* **Exercise description**: Transcribe the lines of the material below character for character, from the line containing "Mark the region of every instance of the surfer's" through the line containing "381L514 382L514 387L527", with both of those lines included. Reproduce only those lines.

* START Provided records *

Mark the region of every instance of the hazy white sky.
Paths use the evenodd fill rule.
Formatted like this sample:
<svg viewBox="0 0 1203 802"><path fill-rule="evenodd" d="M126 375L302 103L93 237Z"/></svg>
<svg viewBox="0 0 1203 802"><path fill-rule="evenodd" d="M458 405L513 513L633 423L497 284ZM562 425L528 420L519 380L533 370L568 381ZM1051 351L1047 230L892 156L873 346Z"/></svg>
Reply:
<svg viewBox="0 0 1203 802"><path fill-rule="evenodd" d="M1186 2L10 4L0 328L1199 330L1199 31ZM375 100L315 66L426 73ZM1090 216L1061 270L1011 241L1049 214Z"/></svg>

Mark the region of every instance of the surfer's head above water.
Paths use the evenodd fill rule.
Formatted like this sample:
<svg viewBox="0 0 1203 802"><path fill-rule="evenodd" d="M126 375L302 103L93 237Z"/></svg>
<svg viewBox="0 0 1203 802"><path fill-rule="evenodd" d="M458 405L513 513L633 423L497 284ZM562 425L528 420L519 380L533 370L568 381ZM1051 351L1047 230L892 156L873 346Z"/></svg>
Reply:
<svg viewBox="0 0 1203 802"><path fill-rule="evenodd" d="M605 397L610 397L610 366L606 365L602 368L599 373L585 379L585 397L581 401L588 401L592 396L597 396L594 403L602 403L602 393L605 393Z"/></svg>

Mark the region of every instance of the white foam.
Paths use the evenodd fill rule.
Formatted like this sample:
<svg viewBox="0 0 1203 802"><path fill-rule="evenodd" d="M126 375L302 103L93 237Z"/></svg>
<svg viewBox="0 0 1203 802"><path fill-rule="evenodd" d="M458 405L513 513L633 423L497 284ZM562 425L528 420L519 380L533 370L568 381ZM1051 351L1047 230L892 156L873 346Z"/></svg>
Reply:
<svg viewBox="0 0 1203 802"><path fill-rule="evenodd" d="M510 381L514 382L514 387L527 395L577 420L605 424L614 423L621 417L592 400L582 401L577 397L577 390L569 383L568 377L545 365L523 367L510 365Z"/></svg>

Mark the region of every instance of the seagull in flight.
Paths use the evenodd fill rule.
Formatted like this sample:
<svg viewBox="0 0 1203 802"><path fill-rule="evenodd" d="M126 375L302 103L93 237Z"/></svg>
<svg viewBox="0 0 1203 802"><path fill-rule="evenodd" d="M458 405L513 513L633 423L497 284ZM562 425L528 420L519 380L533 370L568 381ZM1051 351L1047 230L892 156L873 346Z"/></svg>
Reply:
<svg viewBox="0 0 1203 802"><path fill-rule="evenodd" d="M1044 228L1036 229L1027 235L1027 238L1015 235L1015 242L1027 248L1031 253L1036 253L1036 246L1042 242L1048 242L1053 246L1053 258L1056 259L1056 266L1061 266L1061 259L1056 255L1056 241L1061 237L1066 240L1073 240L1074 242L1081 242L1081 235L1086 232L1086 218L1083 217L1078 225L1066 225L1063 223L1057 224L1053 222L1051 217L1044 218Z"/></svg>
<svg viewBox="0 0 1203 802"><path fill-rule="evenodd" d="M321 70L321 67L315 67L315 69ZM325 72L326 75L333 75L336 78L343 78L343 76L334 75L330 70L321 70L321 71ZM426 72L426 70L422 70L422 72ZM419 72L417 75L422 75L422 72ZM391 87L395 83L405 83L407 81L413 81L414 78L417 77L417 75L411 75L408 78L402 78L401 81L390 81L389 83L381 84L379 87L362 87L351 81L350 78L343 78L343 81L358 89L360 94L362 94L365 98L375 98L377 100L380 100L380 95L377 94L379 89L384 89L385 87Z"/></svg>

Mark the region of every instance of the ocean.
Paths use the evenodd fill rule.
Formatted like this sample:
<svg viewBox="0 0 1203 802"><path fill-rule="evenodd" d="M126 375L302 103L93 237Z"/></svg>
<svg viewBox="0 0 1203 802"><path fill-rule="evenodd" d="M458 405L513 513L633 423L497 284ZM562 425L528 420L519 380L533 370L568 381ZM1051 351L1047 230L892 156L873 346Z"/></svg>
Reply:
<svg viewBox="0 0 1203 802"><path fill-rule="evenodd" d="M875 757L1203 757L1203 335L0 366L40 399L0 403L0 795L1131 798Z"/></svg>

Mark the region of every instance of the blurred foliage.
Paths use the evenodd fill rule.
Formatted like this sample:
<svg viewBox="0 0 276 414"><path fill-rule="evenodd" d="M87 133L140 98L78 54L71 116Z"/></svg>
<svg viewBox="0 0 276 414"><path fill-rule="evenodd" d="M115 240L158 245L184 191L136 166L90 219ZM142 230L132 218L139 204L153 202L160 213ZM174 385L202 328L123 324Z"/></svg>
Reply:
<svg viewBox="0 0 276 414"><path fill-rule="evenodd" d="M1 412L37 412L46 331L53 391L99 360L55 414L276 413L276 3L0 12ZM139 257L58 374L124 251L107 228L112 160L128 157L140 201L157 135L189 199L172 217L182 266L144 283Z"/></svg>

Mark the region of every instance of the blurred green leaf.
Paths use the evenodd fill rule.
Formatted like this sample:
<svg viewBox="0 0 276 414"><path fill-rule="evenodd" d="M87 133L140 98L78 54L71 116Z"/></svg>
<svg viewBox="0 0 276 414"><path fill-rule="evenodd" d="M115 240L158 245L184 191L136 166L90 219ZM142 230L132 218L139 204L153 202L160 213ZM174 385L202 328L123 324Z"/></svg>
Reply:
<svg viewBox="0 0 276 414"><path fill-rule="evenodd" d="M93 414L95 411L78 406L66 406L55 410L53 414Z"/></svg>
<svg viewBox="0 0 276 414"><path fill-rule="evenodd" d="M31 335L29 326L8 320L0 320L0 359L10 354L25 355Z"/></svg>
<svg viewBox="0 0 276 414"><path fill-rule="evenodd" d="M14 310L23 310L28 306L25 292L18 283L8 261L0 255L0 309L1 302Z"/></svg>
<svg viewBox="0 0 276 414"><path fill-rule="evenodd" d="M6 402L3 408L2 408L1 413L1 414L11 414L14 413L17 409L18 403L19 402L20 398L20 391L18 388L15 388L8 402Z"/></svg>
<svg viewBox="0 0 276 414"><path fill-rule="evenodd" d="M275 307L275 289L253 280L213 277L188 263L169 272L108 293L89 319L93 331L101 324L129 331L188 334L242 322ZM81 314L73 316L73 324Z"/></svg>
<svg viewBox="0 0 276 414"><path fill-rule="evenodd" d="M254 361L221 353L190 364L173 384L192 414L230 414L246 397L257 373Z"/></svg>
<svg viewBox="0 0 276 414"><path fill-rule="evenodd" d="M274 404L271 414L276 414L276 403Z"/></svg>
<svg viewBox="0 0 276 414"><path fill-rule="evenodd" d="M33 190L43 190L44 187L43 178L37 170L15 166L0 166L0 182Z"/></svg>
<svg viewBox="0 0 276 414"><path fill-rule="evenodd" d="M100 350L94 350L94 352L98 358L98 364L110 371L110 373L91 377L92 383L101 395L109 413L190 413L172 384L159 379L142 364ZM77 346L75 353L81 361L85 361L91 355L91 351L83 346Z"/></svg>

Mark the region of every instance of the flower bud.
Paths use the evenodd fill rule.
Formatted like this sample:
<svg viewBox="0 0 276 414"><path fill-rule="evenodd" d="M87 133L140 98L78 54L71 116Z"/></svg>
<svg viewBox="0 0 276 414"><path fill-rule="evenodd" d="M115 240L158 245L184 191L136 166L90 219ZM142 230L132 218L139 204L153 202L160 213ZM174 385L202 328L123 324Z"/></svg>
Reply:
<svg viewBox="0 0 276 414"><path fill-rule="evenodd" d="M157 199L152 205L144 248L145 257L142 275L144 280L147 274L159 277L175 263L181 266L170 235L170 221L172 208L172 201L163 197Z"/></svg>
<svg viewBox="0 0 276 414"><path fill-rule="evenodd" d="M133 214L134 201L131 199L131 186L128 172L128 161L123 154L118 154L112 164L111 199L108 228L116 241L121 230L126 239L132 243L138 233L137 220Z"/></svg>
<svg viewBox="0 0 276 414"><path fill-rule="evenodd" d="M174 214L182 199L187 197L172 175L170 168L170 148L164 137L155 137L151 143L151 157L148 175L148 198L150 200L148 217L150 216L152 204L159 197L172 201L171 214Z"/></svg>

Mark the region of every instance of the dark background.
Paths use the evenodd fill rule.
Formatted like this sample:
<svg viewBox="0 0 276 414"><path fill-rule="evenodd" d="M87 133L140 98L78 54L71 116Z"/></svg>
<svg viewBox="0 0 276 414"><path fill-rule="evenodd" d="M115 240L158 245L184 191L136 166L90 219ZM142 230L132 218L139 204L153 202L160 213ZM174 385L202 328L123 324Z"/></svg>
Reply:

* END Provided records *

* **Full response**:
Mark the region of every instance of the surfer's head above water.
Paths use the evenodd fill rule.
Formatted like this sample:
<svg viewBox="0 0 1203 802"><path fill-rule="evenodd" d="M126 375L302 103L93 237Z"/></svg>
<svg viewBox="0 0 1203 802"><path fill-rule="evenodd" d="M458 405L513 513L633 423L497 284ZM562 425L528 420L519 380L533 370L568 381ZM1051 351L1047 230L892 156L873 346Z"/></svg>
Reply:
<svg viewBox="0 0 1203 802"><path fill-rule="evenodd" d="M605 397L610 397L610 366L606 365L602 368L599 373L585 379L585 397L581 401L588 401L592 396L597 396L594 403L602 403L602 393L605 393Z"/></svg>

Mark the region of every instance of the white foam.
Paths use the evenodd fill rule.
Formatted like this sample:
<svg viewBox="0 0 1203 802"><path fill-rule="evenodd" d="M126 375L302 103L93 237Z"/></svg>
<svg viewBox="0 0 1203 802"><path fill-rule="evenodd" d="M458 405L513 513L633 423L497 284ZM562 425L528 420L519 380L533 370L568 381ZM1051 351L1047 230L892 156L873 346Z"/></svg>
Reply:
<svg viewBox="0 0 1203 802"><path fill-rule="evenodd" d="M510 381L514 382L514 387L527 395L577 420L605 424L614 423L621 417L592 400L582 401L577 397L577 390L569 383L568 377L545 365L523 367L510 365Z"/></svg>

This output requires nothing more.